Задание A >>
Перечислите все доводы, которыми Люба объясняет в воспоминаниях о Любе, почему не может не ехать.
Задание B >>
Ответьте по воспоминаниям о Любе на следующие вопросы:
(i) Около какого времени удалось договориться о приезде невролога?
(ii) Какой болевой синдром, по заключению невролога, имеется у Любы?
(iii) Кто вез Любу в аэропорт?
Задание C >>
Продолжите воспоминания о Любе, начиная после последнего приведенного предложения.

Извлечённый текст >>
————
Дальше нужно знать Любу. Она сказала, что себя она хорошо знает и, что с ней ничего быть не может. Люба ничего не хотела слышать. Тут я использовал неверный довод. Сказал, что при таком болевом синдроме и подгибающихся ногах она вряд ли сможет играть. Люба сказала - смотри. С трудом разогнувшись, вышла в коридор, зашла за угол и через секунду вошла в комнату. Вошла совсем другой. Как будто поднялся театральный занавес. Легкая изящная походка «от бедра», глаза сияют, на лице ни следа усталости, обворожительная улыбка.
И объяснила. Не ехать она не может. Съемки фильма. Все люди уже на месте. Она не может их подвести. Контракт. Неустойка.
Я сидел и думал, могу ли взять на себя ответственность продолжать настаивать. Я мог ошибаться.
А потом в присутствии Маши я сказал страшные вещи. Я описал, что с ней будет, если она поедет. Жутко, но в последние недели ее жизни все в точности так и было.
Люба какое-то время на меня внимательно смотрела. А потом спросила, что за диагноз я ставлю. По честному ответил, что диагноза на данный момент я поставить не могу. Но уверен, что с позвонком что-то серьезное. Клинические проявления нельзя объяснить грыжей диска, локальным сдавлением корешка и т.д.
Неожиданно резко подключилась Маша. А характер у нее не хилый. Все сильные стороны Сережи и Любы ей достались сполна. Маша потребовала отказаться от поездки. Бурное убеждение наталкивалось на железное сопротивление Любы. Тогда Маша употребила прием из разряда запрещенных. Люба заплакала и сказала, что сразу с двумя, она бороться не может. Потом я разговаривал с продюсером Любы. Он был где-то за рубежом. Как мог, обосновывал свое мнение. Договорились, что завтра Люба будет обследоваться.
Однако, зная Любу, чувствовал, что окончательно ее убедить не удалось.
Поэтому предложил организовать консультацию еще одного специалиста, невролога, чтобы он высказал свое независимое мнение. Время около 2 часов ночи. С трудом договорились о приезде специалиста ранним утром. Его я ждать уже не стал.
Невролог подтвердил, что ситуация непонятная. Рабочего диагноза нет. Имеется нетипичный вертеброгенный болевой синдром. Так же рекомендовал срочное обследование.
Сказать мне было нечего. Получалось, что из-за меня она уже и так потеряла сутки.
Потом, Люба со смехом рассказала мне эпизод по пути в аэропорт. Ее везла Маша, и они опаздывали не рейс. Их остановил гаишник. Люба открыла дверь и хотела выйти из машины. Но от боли и слабости ноги подогнулись, и она упала перед ошарашенным гаишником на колени.
————
Исходные данные >>

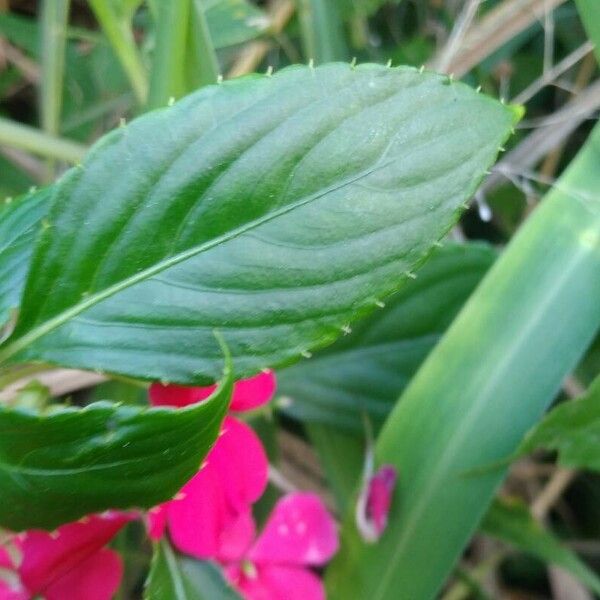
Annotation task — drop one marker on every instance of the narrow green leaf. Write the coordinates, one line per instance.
————
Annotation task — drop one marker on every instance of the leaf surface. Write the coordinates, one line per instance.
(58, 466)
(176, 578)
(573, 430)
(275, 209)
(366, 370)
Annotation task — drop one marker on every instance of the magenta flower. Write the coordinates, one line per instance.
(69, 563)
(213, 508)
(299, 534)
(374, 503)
————
Ответ A >>
Съемки фильма; все люди уже на месте; она не может их подвести; контракт; неустойка.

Ответ B >>
(i) Около 2 часов ночи.
(ii) Нетипичный вертеброгенный болевой синдром.
(iii) Маша.

Ответ C >>
В Испании Любе стало хуже. После возвращения она сразу легла в больницу. И в дальнейшем переходила из одной больницы в другую. Но еще какой-то период времени ухитрялась убегать днем на съемки…
Для меня эта тема чрезвычайно болезненна. Мне неловко говорить, но вот сейчас контрастность моего дисплея как-то ухудшилась. Буквы прямо таки расплываются. Меня не покидает чувство вины. Я не сумел отстоять свое мнение, свое понимание ситуации. А я настаивал не давать согласие на активные медицинские действия до получения окончательного (гистологического) диагноза и убеждал быть готовыми после этого к выезду в Израиль для лечения.
У меня нет желания рассказывать, что было дальше. Причин для этого немало.
Получилось так, что моя активность оказалась нежелательной, хотя
последовательно сбывались все мои прогнозы. На каком-то этапе я вообще поддался слабости, обиделся и самоустранился.
Медицина всегда была и будет не только наукой, но и искусством. Работает большое количество объективных и субъективных разнонаправленных факторов. Наконец существуют проблемы непреодолимой силы. Рассуждения – а вот если бы…– ничего не изменят.
То, что Люба все же уехала лечиться в Израиль, я узнал из средств массовой информации.
Позже, еду в машине, звонок – это Люба с Сережей позвонили мне из Израиля. Я остановил машину, не мог говорить на ходу.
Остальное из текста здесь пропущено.